■ **Requirements**
Update the rows below by changing every "Trace the outline" to "Draw the boundary", and leave everything else unchanged.

--

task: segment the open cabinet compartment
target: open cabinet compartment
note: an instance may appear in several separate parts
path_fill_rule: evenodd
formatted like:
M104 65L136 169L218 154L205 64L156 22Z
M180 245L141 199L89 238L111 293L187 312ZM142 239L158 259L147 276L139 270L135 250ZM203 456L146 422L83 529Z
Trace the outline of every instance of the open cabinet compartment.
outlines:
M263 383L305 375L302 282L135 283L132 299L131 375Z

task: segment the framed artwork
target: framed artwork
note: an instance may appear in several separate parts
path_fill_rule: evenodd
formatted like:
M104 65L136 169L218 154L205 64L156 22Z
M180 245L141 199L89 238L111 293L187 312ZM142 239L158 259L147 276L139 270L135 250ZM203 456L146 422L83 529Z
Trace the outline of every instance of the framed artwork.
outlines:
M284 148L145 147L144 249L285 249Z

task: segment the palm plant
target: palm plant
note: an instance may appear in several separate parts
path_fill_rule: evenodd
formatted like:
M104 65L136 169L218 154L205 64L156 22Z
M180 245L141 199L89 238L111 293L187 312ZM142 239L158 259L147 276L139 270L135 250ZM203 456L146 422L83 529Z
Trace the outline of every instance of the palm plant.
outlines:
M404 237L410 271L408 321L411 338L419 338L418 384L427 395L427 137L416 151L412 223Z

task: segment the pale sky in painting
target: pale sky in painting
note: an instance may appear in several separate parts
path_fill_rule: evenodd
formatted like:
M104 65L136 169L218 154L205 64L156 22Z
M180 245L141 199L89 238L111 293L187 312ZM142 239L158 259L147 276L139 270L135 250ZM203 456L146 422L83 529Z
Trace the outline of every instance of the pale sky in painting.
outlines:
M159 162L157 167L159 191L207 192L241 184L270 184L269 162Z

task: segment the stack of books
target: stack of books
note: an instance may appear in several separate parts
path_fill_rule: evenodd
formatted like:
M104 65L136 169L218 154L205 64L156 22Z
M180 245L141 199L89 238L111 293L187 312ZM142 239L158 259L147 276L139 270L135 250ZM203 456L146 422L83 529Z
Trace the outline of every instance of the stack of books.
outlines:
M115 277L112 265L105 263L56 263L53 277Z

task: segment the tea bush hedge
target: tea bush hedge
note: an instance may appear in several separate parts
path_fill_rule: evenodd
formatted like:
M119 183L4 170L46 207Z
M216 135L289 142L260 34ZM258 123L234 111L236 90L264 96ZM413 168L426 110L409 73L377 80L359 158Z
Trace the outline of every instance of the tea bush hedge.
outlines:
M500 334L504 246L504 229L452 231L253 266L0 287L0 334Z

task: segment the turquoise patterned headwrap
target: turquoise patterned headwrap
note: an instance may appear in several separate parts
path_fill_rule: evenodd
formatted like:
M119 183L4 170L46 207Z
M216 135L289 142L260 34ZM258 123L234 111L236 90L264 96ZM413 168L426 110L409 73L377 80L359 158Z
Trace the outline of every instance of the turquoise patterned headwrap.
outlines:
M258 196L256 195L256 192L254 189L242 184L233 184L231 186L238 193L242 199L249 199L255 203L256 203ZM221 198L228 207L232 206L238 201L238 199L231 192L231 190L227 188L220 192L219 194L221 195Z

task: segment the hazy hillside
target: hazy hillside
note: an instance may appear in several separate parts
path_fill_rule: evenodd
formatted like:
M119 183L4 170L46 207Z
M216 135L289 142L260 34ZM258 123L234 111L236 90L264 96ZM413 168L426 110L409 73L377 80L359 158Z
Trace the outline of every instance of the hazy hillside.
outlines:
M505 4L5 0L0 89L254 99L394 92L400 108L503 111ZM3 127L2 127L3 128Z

--

■ **Answer in full**
task: segment the open cabinet compartment
target: open cabinet compartment
note: an instance may appear in several separate parts
path_fill_rule: evenodd
formatted like:
M104 65L136 169L218 154L205 64L156 22Z
M180 245L141 199L89 238L111 293L187 312ZM142 239L158 259L147 276L139 270L135 250ZM203 456L146 422L83 529Z
Draw the boundary of every instance of the open cabinet compartment.
outlines:
M263 383L305 375L302 282L135 283L132 299L131 375Z

task: segment the framed artwork
target: framed artwork
note: an instance may appear in several separate parts
path_fill_rule: evenodd
formatted like:
M104 65L136 169L218 154L205 64L156 22Z
M180 245L141 199L89 238L111 293L187 312ZM142 239L158 259L147 276L139 270L135 250ZM203 456L146 422L83 529Z
Draw the boundary of every instance of the framed artwork.
outlines:
M284 148L145 147L144 249L285 249Z

task: segment the palm plant
target: palm plant
note: an instance may appear in several separate parts
path_fill_rule: evenodd
formatted like:
M104 65L136 169L218 154L205 64L156 22Z
M180 245L141 199L89 238L111 293L187 312ZM142 239L158 259L147 276L139 270L135 250ZM203 456L146 422L83 529Z
Draw the boundary of every instance of the palm plant.
outlines:
M404 237L410 271L408 321L411 338L419 338L418 384L427 395L427 137L416 151L412 223Z

task: segment the pale sky in painting
target: pale sky in painting
note: an instance may appear in several separate parts
path_fill_rule: evenodd
formatted like:
M104 65L136 169L218 154L205 64L156 22Z
M180 245L141 199L89 238L111 293L187 312ZM142 239L158 259L147 276L139 270L135 250ZM203 456L146 422L83 529Z
Draw the boundary of every instance of the pale sky in painting.
outlines:
M159 162L157 167L159 191L207 192L241 184L270 184L269 162Z

task: segment the stack of books
target: stack of books
note: an instance may appear in several separate parts
path_fill_rule: evenodd
formatted like:
M104 65L136 169L218 154L205 64L156 22Z
M180 245L141 199L89 238L111 293L187 312ZM142 239L158 259L147 276L139 270L135 250ZM203 456L146 422L83 529Z
Draw the boundary of every instance of the stack of books.
outlines:
M115 277L112 265L105 263L56 263L53 277Z

task: segment the tea bush hedge
target: tea bush hedge
note: an instance may appear in several separate parts
path_fill_rule: evenodd
formatted like:
M119 183L4 170L46 207Z
M216 135L289 142L260 34ZM258 123L234 111L236 90L264 96ZM413 168L426 110L409 73L377 80L359 158Z
Draw the boundary of every instance of the tea bush hedge.
outlines:
M500 334L504 246L504 229L452 231L253 266L0 287L0 334Z

task: segment the turquoise patterned headwrap
target: turquoise patterned headwrap
note: an instance may appear in several separate parts
path_fill_rule: evenodd
formatted like:
M119 183L4 170L46 207Z
M216 135L289 142L260 34ZM258 123L234 111L236 90L264 96ZM413 168L426 110L409 73L377 80L359 158Z
Draw the boundary of every instance of the turquoise patterned headwrap.
outlines:
M258 196L256 195L256 192L254 189L242 184L233 184L231 186L238 193L242 199L249 199L255 203L256 203ZM221 198L228 207L232 206L238 201L238 199L231 192L231 190L227 188L220 192L219 194L221 195Z

task: segment the hazy hillside
target: hazy hillside
note: an instance may appear in several separate parts
path_fill_rule: evenodd
formatted like:
M119 183L4 170L46 207Z
M216 135L289 142L260 34ZM258 123L234 111L236 90L264 96ZM413 168L426 110L409 73L377 80L359 158Z
Draw the boundary of every instance of the hazy hillside.
outlines:
M505 4L5 0L0 89L254 99L394 92L400 108L503 111ZM3 127L2 127L3 128Z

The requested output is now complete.